*** Data shown ***
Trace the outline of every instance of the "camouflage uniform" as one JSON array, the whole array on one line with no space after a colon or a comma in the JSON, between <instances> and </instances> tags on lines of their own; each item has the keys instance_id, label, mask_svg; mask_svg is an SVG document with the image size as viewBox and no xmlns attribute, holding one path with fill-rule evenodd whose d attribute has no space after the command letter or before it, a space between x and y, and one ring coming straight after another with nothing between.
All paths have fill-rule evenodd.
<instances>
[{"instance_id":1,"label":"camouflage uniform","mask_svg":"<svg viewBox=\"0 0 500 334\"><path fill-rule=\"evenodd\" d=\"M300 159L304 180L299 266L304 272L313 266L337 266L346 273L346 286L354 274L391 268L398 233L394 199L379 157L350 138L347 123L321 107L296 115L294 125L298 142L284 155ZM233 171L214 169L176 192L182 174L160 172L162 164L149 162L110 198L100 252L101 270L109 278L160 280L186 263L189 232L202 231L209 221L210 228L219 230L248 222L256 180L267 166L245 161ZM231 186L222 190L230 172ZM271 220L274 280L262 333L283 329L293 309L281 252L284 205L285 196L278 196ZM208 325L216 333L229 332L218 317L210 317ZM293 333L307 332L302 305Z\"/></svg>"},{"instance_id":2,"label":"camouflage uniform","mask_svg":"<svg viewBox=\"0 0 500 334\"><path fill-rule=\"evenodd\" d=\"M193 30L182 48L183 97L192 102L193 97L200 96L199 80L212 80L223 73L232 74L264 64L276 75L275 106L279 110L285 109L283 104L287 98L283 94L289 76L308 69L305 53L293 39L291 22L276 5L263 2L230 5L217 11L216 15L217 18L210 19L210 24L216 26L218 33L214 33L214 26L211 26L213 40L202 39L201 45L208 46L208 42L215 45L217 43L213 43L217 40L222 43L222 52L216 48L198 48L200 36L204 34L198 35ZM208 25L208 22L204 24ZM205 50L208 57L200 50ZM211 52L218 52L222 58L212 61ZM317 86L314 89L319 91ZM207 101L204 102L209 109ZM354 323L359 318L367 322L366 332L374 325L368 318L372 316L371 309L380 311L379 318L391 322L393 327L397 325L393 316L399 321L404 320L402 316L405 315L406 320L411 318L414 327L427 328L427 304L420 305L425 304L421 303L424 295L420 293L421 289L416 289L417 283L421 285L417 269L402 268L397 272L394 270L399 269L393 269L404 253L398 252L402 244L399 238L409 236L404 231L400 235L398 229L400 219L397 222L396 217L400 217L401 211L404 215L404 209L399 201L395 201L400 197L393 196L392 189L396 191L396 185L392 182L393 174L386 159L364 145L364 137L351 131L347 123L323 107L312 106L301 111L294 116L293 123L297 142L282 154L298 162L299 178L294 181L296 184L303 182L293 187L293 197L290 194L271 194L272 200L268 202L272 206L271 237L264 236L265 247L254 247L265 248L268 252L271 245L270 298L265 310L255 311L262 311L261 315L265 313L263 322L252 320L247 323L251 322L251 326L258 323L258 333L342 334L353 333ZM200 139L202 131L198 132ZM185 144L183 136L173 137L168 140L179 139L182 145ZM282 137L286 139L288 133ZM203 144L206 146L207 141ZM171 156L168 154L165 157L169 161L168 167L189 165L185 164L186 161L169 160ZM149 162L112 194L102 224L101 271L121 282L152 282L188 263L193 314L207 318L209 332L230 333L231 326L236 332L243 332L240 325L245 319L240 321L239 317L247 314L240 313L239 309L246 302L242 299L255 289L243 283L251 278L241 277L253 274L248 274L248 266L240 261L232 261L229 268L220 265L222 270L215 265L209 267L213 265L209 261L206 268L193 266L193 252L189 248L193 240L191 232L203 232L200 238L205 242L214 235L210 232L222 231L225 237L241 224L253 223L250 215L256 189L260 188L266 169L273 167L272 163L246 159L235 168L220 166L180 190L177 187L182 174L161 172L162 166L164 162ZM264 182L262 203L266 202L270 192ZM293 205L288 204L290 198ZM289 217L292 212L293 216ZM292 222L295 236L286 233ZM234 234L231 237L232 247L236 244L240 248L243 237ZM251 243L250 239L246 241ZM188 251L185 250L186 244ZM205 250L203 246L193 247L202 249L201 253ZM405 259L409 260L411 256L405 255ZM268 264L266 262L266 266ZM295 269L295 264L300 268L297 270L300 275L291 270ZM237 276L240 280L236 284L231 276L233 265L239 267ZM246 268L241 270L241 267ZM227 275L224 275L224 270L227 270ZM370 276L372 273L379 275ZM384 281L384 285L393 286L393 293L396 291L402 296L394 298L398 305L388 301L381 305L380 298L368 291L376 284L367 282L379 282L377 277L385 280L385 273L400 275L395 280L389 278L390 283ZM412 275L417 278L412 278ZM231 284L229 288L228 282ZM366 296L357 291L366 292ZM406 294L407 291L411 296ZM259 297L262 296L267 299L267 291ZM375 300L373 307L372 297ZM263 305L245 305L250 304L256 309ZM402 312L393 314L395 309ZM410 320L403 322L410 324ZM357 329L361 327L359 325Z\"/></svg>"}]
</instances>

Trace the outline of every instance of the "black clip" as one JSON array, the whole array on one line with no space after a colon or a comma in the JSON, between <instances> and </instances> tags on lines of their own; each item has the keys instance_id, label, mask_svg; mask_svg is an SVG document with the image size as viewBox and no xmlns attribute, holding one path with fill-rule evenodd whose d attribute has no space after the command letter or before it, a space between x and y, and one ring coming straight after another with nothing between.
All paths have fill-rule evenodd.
*** End of Data shown ***
If a line above holds the word "every", copy it.

• _Result of this task_:
Trace the outline of every instance of the "camouflage uniform" as one JSON array, the whole array on one line with no space after a colon or a comma in the JSON, between <instances> and </instances> tags on lines of their own; each item has the keys instance_id, label, mask_svg; mask_svg is an SVG document with the image size as viewBox and no xmlns attribute, holding one path with fill-rule evenodd whose d attribute has no space after the command letter or before it, a space between x and y, and one ring coming straight after another with nothing between.
Trace the outline of every instance of the "black clip" as one JSON array, the whole array on one line with no space after a colon or a comma in the JSON, between <instances> and </instances> tags on lines of their own; each item has the keys instance_id, label, mask_svg; mask_svg is an SVG document with the image size as viewBox and no xmlns attribute, holding one path with fill-rule evenodd whose d attribute has no space after the command letter or before it, a space between x and y, and one ring coming straight after another with nothing between.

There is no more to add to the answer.